* **ACTIONS TO TAKE**
A) Name everyone in the passage on the Sue Gray inquiry who commented on whether Gray was the right person to lead it.
B) According to the passage on the Sue Gray inquiry, why did the Metropolitan Police ask Gray to leave key details out of her report? Answer in one to three sentences.
C) Extend the passage on the Sue Gray inquiry by writing what comes next.

* **EXCERPTED PASSAGE**
□ □ □ □ □ □ □
The inquiry was taken over by senior civil servant Sue Gray, Second Permanent Secretary in the Cabinet Office. Lord Barwell, former Conservative MP and chief of staff for Theresa May when she was the prime minister, said, "he could not think of a better person for the role". Opposition politicians, Labour MP Chris Bryant and SNP MP Ian Blackford, called for the inquiry to be led by a person independent of the government and civil service. Alex Thomas, the civil service programme director at the Institute for Government, said that Gray, as a civil servant, is not independent of government.

In January 2022, ITV reported that Gray's investigation would also cover the 15 May 2020 photo and Dominic Cummings' allegations of parties on 20 May and 13 November 2020.

Gray interviewed over 70 individuals. Gray had reportedly questioned Johnson, by 17 January, about events and also Cummings, who insisted on only answering in written form. Gray also had access to swipe card and other security data on people's movements in and out of 10 Downing Street, and has talked to police officers who were on duty, whose evidence was described by one source as "extremely damning". Sky News reported that Gray had received photos showing Johnson attending events with alcohol.

Gray's report was initially expected in the week beginning 24 January 2022. Labour and the Liberal Democrats asked for all accompanying evidence, including emails and witness accounts, to be published. Deputy Prime Minister Dominic Raab would not confirm that Gray's report would be published in full, and said that Johnson would decide how much detail would be released publicly.

====Investigation update====

The Metropolitan Police asked Gray to omit key details from her report of events they were investigating, to avoid any prejudice to their investigation. They later explained that this was so they could collect independent accounts from individuals questioned. As a result, there was uncertainty over when, or even whether, Gray's report would be published. Instead of publishing her report, an eleven-page update was delivered first to Johnson and then published later on 31 January 2022. Johnson then made a statement to the Commons.

The update provided a list of 16 gatherings, including some that had not been previously reported in the media, and said that 12 were under investigation by the Metropolitan Police. Of the 12 under investigation, Gray said that she was "extremely limited in what I can say about those events and it is not possible at present to provide a meaningful report setting out and analysing the extensive factual information I have been able to gather". She had decided not to describe the other four dates, writing, "I do not feel that I am able to do so without detriment to the overall balance of the findings".

The update concluded that at least some of the gatherings examined did not meet the standards expected of the public at the time. She wrote, "A number of these gatherings should not have been allowed to take place or to develop in the way that they did". It was critical of No 10 and the Cabinet Office, including over the consumption of alcohol and how some staff felt unable to raise concerns. Gray recommended the government address learnings of the update "immediately", rather than wait for the police investigation to conclude.
□ □ □ □ □ □ □
* **DATA SEGMENT**
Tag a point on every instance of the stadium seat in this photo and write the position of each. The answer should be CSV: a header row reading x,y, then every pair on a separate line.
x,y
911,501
□ □ □ □ □ □ □
* **TASK-BY-TASK ANSWERS**
A) Lord Barwell, Chris Bryant, Ian Blackford, Alex Thomas

B) They wanted to avoid any prejudice to their own investigation of the events. They later explained that this was so they could collect independent accounts from the people they questioned.

C)
General findings

i. Against the backdrop of the pandemic, when the Government was asking citizens to accept far-reaching restrictions on their lives, some of the behaviour surrounding these gatherings is difficult to justify.

ii. At least some of the gatherings in question represent a serious failure to observe not just the high standards expected of those working at the heart of Government but also of the standards expected of the entire British population at the time.

iii. At times it seems there was too little thought given to what was happening across the country in considering the appropriateness of some of these gatherings, the risks they presented to public health and how they might appear to the public. There were failures of leadership and judgment by different parts of No 10 and the Cabinet Office at different times. Some of the events should not have been allowed to take place. Other events should not have been allowed to develop as they did.

iv. The excessive consumption of alcohol is not appropriate in a professional workplace at any time. Steps must be taken to ensure that every Government Department has a clear and robust policy in place covering the consumption of alcohol in the workplace.

v. The use of the garden at No 10 Downing Street should be primarily for the Prime Minister and the private residents of No 10 and No 11 Downing Street. During the pandemic it was often used as an extension of the workplace as a more covid secure means of holding group meetings in a ventilated space. This was a sensible measure that staff appreciated, but the garden was also used for gatherings without clear authorisation or oversight. This was not appropriate. Any official access to the space, including for meetings, should be by invitation only and in a controlled environment.

vi. Some staff wanted to raise concerns about behaviours they witnessed at work but at times felt unable to do so. No member of staff should feel unable to report or challenge poor conduct where they witness it. There should be easier ways for staff to raise such concerns informally, outside of the line management chain.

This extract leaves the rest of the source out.